### Provided text
§ §

We have all experienced feelings of not belonging or not being content and satisfied with our own lives and accomplishments.

What is Imposter Syndrome?

Imposter syndrome, earlier known as Imposter Phenomenon, can be characterized as the belief that an individual is incompetent or not fit to work and be successful in their field despite having the credentials and previous successes. This self-doubt and lack of confidence about one’s skills and capabilities causes individuals to fear being exposed as an imposter or a fraud within their field.

There are five main categories, or subtypes, of imposter syndrome. These categories include perfectionist, expert, superman/superwoman, natural genius, and soloist. Overall, imposter syndrome makes it nearly impossible for the individuals suffering from it to internalize their success and accomplishments. Many people who suffer from imposter syndrome may very easily internalize small mistakes or any time they fall short, but commonly attribute their successes to random chance or external factors.

§ §

Extracted records:
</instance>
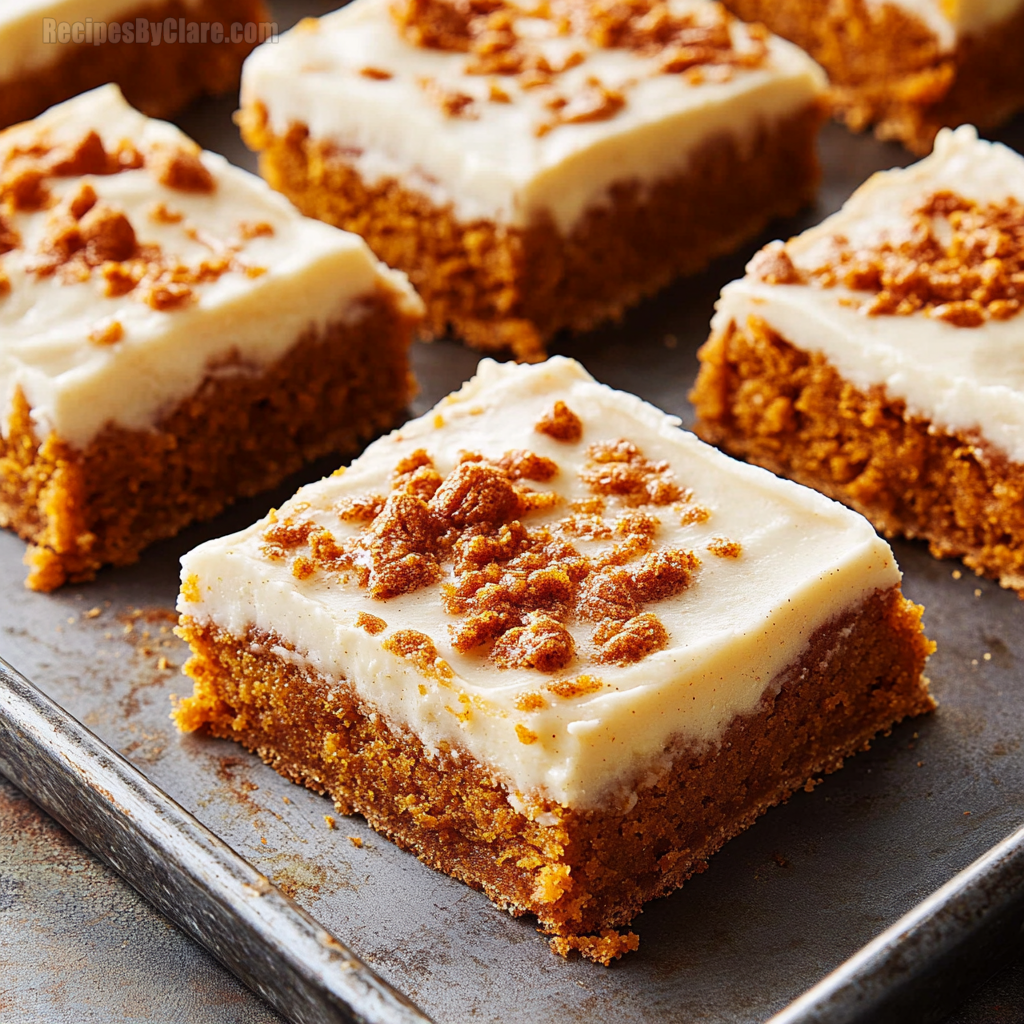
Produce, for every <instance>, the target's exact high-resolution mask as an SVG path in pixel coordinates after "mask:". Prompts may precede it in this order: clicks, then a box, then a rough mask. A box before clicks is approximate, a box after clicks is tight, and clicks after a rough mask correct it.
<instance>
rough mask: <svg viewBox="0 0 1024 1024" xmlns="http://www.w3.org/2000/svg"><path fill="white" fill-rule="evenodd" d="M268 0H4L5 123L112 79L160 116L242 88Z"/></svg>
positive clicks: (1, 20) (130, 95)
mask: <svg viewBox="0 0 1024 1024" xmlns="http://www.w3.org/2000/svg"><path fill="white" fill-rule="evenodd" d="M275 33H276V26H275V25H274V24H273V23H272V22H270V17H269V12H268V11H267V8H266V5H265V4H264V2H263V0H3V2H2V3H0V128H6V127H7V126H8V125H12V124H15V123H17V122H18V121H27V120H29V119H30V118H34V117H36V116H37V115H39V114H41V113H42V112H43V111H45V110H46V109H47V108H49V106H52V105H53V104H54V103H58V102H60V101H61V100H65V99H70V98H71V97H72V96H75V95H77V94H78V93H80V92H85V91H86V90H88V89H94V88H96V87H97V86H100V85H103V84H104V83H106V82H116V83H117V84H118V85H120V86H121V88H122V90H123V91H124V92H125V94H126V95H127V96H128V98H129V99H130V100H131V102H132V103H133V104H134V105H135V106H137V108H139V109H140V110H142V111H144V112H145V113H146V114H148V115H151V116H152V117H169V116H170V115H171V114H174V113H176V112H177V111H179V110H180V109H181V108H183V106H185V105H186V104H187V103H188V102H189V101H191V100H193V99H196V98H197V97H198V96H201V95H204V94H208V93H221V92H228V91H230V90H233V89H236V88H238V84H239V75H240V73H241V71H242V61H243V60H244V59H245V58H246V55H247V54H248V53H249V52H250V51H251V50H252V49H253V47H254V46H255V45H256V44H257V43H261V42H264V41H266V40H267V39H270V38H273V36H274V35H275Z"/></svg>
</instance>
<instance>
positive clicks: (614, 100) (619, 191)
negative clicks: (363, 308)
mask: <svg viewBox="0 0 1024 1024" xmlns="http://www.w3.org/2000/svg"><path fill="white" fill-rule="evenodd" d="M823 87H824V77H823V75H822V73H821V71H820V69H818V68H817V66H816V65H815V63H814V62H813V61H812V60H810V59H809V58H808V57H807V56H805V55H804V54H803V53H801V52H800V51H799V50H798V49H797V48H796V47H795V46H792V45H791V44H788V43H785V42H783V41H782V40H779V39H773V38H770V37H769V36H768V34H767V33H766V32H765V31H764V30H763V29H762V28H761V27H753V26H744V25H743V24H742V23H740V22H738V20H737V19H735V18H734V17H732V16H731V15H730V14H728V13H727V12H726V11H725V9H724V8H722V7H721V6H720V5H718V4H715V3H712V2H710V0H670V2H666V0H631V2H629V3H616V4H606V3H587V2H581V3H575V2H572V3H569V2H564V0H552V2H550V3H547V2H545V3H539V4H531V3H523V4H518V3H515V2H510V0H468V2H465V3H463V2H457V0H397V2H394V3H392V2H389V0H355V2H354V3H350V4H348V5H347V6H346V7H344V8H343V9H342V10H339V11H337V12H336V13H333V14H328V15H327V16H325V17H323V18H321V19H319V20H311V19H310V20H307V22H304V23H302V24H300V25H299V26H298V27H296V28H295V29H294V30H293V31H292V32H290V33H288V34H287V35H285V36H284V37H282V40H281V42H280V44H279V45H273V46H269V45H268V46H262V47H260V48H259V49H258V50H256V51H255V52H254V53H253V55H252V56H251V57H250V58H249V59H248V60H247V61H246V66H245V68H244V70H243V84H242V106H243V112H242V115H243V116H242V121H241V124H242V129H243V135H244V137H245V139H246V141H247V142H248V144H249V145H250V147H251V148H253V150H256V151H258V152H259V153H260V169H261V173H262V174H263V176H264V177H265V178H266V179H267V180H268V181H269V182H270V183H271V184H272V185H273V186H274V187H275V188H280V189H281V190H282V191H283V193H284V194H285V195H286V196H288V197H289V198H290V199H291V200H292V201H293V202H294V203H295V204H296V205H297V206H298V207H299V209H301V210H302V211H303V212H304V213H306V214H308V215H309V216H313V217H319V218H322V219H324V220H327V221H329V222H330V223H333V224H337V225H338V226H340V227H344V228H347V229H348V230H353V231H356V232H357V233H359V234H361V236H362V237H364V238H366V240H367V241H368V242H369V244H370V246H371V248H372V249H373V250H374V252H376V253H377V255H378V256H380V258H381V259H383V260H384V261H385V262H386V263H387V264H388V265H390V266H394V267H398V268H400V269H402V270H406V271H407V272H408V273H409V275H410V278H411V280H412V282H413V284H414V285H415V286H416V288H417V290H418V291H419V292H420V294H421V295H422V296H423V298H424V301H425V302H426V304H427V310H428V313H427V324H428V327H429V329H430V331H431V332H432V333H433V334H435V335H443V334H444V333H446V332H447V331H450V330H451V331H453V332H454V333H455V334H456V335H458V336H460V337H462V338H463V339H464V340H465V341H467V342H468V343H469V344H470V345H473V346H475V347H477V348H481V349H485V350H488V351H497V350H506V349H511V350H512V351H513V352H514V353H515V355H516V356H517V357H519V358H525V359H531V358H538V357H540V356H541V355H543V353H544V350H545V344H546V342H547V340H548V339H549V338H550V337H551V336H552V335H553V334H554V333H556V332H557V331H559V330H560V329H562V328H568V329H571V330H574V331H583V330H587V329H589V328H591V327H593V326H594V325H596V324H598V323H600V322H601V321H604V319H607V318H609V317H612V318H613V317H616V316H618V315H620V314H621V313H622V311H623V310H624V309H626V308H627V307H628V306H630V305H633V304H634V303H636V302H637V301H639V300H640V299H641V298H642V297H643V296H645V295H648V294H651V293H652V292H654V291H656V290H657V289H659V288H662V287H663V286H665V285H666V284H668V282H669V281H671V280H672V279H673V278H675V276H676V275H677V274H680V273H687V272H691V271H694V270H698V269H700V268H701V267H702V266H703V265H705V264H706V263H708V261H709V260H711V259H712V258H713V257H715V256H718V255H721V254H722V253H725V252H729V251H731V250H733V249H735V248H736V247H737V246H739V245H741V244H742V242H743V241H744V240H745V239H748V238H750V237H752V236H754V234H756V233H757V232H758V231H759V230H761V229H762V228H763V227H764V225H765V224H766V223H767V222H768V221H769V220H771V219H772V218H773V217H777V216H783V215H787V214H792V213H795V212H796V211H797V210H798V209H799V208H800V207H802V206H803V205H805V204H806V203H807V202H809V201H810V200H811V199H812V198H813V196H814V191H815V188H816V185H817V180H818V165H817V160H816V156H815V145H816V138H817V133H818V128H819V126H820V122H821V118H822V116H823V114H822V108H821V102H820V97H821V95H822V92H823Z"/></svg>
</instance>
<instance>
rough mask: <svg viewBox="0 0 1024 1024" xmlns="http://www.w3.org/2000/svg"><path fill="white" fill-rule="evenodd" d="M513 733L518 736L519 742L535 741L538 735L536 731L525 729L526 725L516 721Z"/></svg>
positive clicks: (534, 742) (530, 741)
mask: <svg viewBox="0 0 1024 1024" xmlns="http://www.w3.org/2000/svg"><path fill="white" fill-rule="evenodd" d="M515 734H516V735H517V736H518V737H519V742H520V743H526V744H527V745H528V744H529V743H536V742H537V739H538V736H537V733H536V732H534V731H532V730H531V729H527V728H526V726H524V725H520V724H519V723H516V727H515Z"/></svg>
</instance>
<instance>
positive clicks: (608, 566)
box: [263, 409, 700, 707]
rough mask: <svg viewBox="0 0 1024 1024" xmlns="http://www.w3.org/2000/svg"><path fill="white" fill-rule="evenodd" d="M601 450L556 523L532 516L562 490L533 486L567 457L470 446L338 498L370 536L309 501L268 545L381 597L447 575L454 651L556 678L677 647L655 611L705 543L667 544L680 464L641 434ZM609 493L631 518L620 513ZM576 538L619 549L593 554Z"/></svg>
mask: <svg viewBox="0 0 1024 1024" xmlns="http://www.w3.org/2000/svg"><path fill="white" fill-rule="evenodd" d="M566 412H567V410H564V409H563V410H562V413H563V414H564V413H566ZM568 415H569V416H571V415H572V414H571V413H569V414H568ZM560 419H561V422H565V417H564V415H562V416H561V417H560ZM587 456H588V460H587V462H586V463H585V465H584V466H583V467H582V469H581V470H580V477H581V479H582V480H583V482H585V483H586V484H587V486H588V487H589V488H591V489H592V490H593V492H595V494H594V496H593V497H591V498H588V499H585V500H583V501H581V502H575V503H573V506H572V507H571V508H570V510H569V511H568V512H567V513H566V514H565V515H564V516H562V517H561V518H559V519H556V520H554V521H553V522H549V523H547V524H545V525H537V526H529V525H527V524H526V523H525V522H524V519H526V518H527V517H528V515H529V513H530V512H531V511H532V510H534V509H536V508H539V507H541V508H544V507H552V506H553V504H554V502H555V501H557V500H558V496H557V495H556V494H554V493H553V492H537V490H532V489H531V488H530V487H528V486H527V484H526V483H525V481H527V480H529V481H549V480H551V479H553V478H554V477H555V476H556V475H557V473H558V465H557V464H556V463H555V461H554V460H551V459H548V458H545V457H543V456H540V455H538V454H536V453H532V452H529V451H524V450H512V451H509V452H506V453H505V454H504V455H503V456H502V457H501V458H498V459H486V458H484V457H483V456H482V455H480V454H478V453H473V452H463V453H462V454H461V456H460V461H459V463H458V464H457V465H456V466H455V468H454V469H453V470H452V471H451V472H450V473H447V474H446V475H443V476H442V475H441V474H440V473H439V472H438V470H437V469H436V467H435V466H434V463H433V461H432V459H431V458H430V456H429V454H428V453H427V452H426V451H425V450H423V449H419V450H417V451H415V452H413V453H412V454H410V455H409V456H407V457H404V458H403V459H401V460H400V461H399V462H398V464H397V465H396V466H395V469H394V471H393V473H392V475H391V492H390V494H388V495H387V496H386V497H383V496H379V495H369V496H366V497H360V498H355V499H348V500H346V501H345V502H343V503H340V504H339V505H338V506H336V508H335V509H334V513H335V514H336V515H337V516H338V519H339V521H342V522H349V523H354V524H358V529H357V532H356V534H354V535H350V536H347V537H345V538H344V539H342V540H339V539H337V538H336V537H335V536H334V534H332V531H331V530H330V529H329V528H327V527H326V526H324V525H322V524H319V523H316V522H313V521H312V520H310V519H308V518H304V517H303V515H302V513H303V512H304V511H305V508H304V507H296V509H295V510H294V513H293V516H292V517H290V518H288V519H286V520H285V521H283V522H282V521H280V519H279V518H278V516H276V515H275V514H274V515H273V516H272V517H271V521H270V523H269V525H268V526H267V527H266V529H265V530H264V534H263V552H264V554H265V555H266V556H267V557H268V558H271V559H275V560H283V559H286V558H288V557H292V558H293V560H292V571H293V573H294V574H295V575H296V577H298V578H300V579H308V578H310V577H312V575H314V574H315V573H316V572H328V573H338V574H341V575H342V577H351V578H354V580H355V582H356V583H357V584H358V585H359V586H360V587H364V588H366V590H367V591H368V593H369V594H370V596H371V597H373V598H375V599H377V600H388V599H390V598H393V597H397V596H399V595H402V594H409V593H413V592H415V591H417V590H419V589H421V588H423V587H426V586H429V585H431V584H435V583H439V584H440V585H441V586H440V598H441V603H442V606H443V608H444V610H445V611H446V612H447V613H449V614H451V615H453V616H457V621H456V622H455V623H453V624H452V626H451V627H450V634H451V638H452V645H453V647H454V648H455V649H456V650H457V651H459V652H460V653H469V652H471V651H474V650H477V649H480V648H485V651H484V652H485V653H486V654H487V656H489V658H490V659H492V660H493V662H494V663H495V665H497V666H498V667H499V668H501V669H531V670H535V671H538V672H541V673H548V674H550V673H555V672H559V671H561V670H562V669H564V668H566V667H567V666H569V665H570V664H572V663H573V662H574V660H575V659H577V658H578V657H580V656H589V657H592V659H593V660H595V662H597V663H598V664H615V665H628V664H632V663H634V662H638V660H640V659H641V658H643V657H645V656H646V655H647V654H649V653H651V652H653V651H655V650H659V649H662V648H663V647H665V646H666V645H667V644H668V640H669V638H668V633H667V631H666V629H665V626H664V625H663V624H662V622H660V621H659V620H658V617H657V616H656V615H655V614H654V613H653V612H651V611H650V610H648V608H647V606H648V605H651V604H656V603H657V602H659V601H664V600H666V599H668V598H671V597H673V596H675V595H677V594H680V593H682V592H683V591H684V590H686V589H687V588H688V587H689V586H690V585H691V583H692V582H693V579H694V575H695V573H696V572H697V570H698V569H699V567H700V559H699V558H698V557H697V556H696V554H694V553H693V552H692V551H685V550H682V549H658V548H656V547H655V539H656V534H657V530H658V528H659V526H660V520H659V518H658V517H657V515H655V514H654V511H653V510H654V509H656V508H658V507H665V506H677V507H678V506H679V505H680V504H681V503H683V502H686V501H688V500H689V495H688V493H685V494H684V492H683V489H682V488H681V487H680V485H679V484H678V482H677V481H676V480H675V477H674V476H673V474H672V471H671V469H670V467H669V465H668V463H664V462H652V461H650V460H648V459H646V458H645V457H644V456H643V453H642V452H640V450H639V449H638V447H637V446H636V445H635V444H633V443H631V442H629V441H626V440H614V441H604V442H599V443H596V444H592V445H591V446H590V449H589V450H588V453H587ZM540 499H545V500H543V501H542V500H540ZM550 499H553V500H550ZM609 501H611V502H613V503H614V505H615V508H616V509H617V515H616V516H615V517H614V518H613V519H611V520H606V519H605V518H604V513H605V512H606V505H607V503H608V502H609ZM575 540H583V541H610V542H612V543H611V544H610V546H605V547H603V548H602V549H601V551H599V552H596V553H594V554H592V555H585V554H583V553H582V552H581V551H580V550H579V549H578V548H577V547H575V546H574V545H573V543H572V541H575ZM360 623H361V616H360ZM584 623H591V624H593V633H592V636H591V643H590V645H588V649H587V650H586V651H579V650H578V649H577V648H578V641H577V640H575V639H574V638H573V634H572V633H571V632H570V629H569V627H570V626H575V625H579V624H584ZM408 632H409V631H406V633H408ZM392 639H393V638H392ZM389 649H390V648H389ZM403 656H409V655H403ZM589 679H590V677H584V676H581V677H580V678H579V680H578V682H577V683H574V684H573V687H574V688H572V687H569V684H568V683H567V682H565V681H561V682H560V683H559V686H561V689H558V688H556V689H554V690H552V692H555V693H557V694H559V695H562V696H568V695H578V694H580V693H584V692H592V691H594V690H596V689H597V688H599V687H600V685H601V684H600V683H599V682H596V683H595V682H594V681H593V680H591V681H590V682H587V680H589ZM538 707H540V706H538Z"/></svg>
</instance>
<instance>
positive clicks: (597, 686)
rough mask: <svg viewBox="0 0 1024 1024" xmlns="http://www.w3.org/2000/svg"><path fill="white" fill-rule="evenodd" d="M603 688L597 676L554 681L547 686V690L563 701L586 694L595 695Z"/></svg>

§ §

### Work instruction 1
Repeat the records from their first line through the line containing "positive clicks: (1, 20) (130, 95)", with both ends included and any pictures left out.
### Work instruction 2
Carry on the passage about imposter syndrome, starting after its final sentence.
The text and the records are unrelated to each other.

### Task output 1
</instance>
Produce, for every <instance>, the target's exact high-resolution mask as an SVG path in pixel coordinates after "mask:". Prompts may precede it in this order: clicks, then a box, then a rough mask. A box before clicks is approximate, a box after clicks is tight, and clicks after a rough mask correct it.
<instance>
rough mask: <svg viewBox="0 0 1024 1024" xmlns="http://www.w3.org/2000/svg"><path fill="white" fill-rule="evenodd" d="M268 0H4L5 123L112 79L160 116L242 88Z"/></svg>
positive clicks: (1, 20) (130, 95)

### Task output 2
Literature shows that individuals suffering from imposter syndrome will constantly find themselves in an imposter cycle. This cycle results in the overall belief that an individual is a fraud or imposter through two major ways an individual with imposter syndrome will handle a task or challenge. One way is through overpreparation, which results in the belief of feeling like an imposter because of the false perception that one must work more harder than their peers or counterparts to accomplish the same goal or tasks. The other response observed in individuals with imposter syndrome is procrastination. This procrastination results in feelings of imposterism due to the lack of effort put into preparing.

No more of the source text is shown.